** start SUPPLIED INFORMATION **

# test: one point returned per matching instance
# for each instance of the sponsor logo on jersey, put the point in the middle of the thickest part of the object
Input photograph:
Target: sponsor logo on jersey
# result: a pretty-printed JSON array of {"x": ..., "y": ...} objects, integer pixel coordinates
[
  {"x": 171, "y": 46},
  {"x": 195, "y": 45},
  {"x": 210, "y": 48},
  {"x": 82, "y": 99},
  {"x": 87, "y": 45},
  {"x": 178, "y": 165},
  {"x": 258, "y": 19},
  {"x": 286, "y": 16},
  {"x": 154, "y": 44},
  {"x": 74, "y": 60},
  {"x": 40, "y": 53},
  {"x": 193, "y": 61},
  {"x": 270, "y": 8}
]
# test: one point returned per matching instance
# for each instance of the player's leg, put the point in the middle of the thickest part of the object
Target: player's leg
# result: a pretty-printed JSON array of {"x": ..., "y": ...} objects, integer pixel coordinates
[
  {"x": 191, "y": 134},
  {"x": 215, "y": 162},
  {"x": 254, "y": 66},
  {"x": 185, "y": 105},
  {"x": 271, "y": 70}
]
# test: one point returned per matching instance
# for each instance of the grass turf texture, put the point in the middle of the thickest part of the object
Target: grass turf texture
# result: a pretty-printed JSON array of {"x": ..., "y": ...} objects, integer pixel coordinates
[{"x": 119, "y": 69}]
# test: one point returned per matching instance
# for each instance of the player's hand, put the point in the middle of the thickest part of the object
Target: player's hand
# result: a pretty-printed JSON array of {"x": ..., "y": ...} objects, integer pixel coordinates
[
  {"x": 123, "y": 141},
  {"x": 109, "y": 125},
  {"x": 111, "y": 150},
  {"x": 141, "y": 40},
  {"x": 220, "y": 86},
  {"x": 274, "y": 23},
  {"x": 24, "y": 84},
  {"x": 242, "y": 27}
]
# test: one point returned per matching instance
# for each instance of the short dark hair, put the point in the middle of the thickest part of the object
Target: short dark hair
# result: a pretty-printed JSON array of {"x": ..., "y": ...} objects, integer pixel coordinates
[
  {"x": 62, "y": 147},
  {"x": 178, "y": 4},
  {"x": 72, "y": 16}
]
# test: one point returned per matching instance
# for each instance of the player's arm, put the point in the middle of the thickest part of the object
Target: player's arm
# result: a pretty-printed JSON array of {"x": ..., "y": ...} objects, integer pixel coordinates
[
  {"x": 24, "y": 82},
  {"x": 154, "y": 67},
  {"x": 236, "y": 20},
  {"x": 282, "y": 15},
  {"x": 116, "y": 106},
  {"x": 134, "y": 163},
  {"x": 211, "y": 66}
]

** end SUPPLIED INFORMATION **

AIM OF THE TASK.
Please copy out every line of the rows above that contains the word "hair". Case counts.

FULL SOLUTION.
# for each instance of the short dark hair, put the point in the middle of the thickest part of the object
Target: short dark hair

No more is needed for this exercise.